» TEXT
════════════════
A thesaurus is a semantic tool used for information retrieval, query expansion and indexing, among other purposes. It is basically a selection of the basic vocabulary in a domain supplemented with information about synonyms, homonyms, generic terms, part/whole terms, “associative terms” and other information (e.g. frequency and history of terms in a given database).

Peter Marc Roget (1779-1869) produced the first edition of Thesaurus of English Words and Phrases. (Roget, 1852/1992), which is recognized as the first thesaurus. The structure  of this thesaurus was, according to Roget in his introduction, a "verbal classification.. . the same as that which is employed in the various departments of natural history".

In the modern sense is the thesaurus a child of information retrieval and information science. The year 1964 is important in the development of modern thesauri for information retrieval. Two thesauri where published: "Euratom-Thesaurus", the first published thesaurus applying the graphical method to display the paradigmatic relation between descriptors and "Thesaurus of Engineering Terms", which have been a model for later thesauri. Following the development of electronic bibliographic databases made thesauri very popular, and the thesaurus became a common follower of such databases, first in the sciences, then in the social sciences and also to a certain degree in the humanities (e.g. in Architecture and music).
════════════════
» PROVIDED DATA
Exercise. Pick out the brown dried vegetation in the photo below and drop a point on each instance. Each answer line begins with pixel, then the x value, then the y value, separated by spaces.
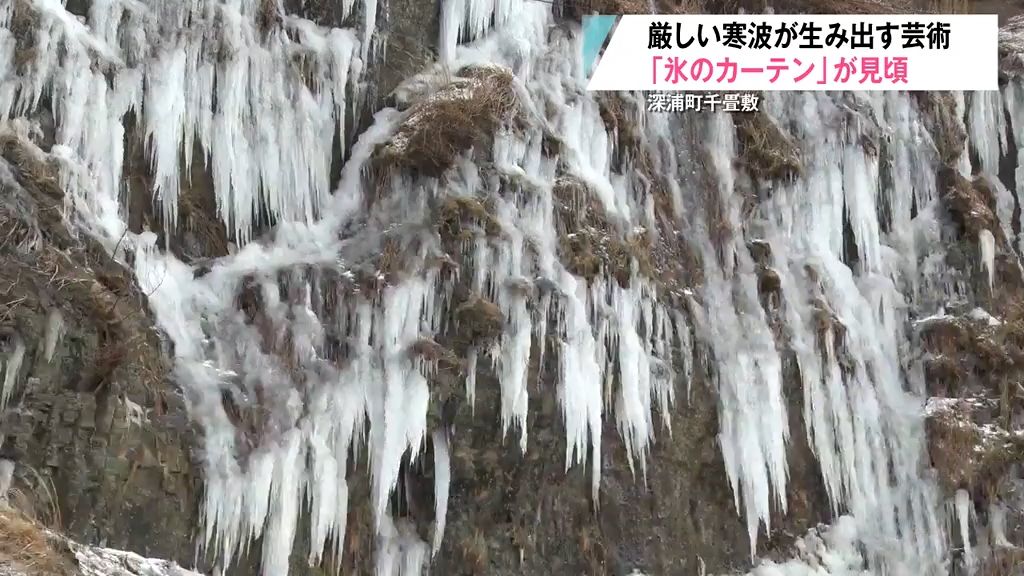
════════════════
» TO DO
a) Answer each question from the passage on thesauri:
(i) Which three purposes of a thesaurus are listed first?
(ii) Who produced the first edition of Thesaurus of English Words and Phrases?
(iii) Which thesaurus published in 1964 was the first to use the graphical method to display the paradigmatic relation between descriptors?
b) Copy the part of the passage on thesauri starting with "A thesaurus is" and going on through "a given database).".
The data above are separate material from the passage on thesauri.

» ANSWERS FOR THE EXERCISE
a)
(i) Information retrieval, query expansion and indexing.
(ii) Peter Marc Roget.
(iii) The "Euratom-Thesaurus".

b)
A thesaurus is a semantic tool used for information retrieval, query expansion and indexing, among other purposes. It is basically a selection of the basic vocabulary in a domain supplemented with information about synonyms, homonyms, generic terms, part/whole terms, “associative terms” and other information (e.g. frequency and history of terms in a given database).